Rewrite the part of the column on Bolt in The Bahamas that starts at "It was the first" and stops after "Beijing Olympics heroics.", with "Beijing Olympics" replaced by "Beijing Games".

Top of TEXT BLOCK

Boltmania in The Bahamas
Another major athletics championships has come and gone.
The Bahamian city of Nassau, where legal casino gambling attracts the rich and famous, was the venue chosen by the International Association of Athletics Federations (IAAF). It was a back-to-back situation, the event having had its inaugural staging at the same place last year.
Clearly the IAAF is impressed and sold on the entire scenario with the location. Point to note: tremendous crowd support and natives to whom courtesy and plain making-the-visitors-feel-welcome are part of a hospitality culture to be admired.
Foster’s Fairplay, a long time visitor to and reporter at IAAF elite events, was once again a specially invited guest of the custodians of the event, the world governing body. Courtesies, privileges and the luxury of high-end service marked the occasion.
Any foray from the Royal Towers residence for the four-day period, a part of the Atlantis Hotel complex, was facilitated by riding in a courtesy vehicle driven by a uniformed member of the Royal Bahamian Defence Force.
It was regal stuff and made the hardships of reporting with tight deadlines seem of little impact. “Thank you, IAAF.”
In addition, it needs to be repeated that Jamaican organisers of sporting events, financial constraints accepted, need to see this noble profession of sports journalism and its practitioners as a helping hand, in their execution of functions, and not a hindrance.
The action in the Thomas A. Robinson Stadium was exciting as well as it was riveting. As a leadup, the announcement that track and field legend Usain Bolt would be marked present, sent the interest into another planet.
He was a no-show last year and his 2015 participation would send interest and ticket sales to astronomical levels.
The fever pitch fervour amongst the locals could be felt from this columnist arrived at the Airport in Nassau, named in honour of a former Prime Minister, Sir Lynden A. Pindling International.
“Him come?, him come?,” were the shouted queries as passengers exited the Customs hall.
The army/navy petty officer who transported, while saying “I’ll take you anywhere you want to go, Sir.”
The volunteers, every person engaged a sim card and phone credit to do assignments, were sought, the food stop employees and the bell man and his fellow workers to the posh, palatial and prestigious Atlantis.
The Bolt mania had hit The Bahamas.
All this journalist, who became the target for all these queries, could say was that “his parents were on the flight”.
It was the first meeting with them, since their now world renowned son was crowned the 2008 IAAF Male Athlete of the Year for his Beijing Olympics heroics.
They both had added significantly to what was even then a model of dignity and decency, not always typical of those who have had fame and fortune come to them unexpectedly.
To the wild cheering of a swell-the-park gathering, Bolt ran both rounds of the 4x100m on Day One.
It took a United States of America (USA) foursome of Mike Rodgers, Justin Gatlin, Tyson Gay and Ryan Bailey - indeed that heavy artillery - to prevent the mass crowd from realising their pre-Champs dream - a victorious anchor leg effort by the great man.
In the 4x200m on the final day, he no-showed, a repeat to last year when he did not even board the plane to the inaugural staging. Then, a world record ensued, with sidekick Yohan Blake on the final leg.
It would have been for the Jamaican massive, the high point of WRC II that the team of Nickel Ashmeade, Rasheed Dwyer, Jason Livermore and Warren Weir took gold, with their two fastest all-time at the individual distance not on the track.

Bottom of TEXT BLOCK
Top of SUPPLIED MATERIAL

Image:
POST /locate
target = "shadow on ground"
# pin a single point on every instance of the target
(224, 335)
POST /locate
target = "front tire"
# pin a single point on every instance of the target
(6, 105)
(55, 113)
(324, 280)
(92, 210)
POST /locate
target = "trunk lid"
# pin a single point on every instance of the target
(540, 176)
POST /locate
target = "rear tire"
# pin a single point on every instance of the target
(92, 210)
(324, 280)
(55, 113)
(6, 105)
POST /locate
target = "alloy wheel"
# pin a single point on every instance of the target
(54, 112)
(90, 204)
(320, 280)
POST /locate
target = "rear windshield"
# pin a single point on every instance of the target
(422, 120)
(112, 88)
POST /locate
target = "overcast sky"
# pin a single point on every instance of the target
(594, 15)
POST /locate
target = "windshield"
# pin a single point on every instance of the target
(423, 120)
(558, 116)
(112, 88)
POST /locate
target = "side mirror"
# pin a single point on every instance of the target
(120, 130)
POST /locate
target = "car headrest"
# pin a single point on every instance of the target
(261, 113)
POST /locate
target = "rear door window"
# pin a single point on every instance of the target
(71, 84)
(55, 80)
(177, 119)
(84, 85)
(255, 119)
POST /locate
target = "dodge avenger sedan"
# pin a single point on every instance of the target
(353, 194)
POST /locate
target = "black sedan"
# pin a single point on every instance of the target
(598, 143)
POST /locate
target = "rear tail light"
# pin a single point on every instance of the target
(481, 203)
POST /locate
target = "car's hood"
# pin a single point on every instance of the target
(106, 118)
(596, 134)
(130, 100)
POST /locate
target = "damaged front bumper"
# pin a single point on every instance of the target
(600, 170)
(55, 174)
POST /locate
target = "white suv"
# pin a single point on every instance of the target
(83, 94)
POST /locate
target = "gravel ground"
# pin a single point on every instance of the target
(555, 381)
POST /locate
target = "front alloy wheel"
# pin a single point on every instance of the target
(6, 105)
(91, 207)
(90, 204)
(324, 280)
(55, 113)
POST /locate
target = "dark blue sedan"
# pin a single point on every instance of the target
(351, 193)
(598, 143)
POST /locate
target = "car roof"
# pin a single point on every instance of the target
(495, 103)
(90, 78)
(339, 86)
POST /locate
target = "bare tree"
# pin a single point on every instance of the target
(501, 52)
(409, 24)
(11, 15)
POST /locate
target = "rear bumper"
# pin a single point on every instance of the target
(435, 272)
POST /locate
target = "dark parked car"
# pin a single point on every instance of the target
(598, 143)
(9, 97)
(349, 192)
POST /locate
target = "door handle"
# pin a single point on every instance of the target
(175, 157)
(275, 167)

Bottom of SUPPLIED MATERIAL

**RESULT OF THE EXERCISE**
It was the first meeting with them, since their now world renowned son was crowned the 2008 IAAF Male Athlete of the Year for his Beijing Games heroics.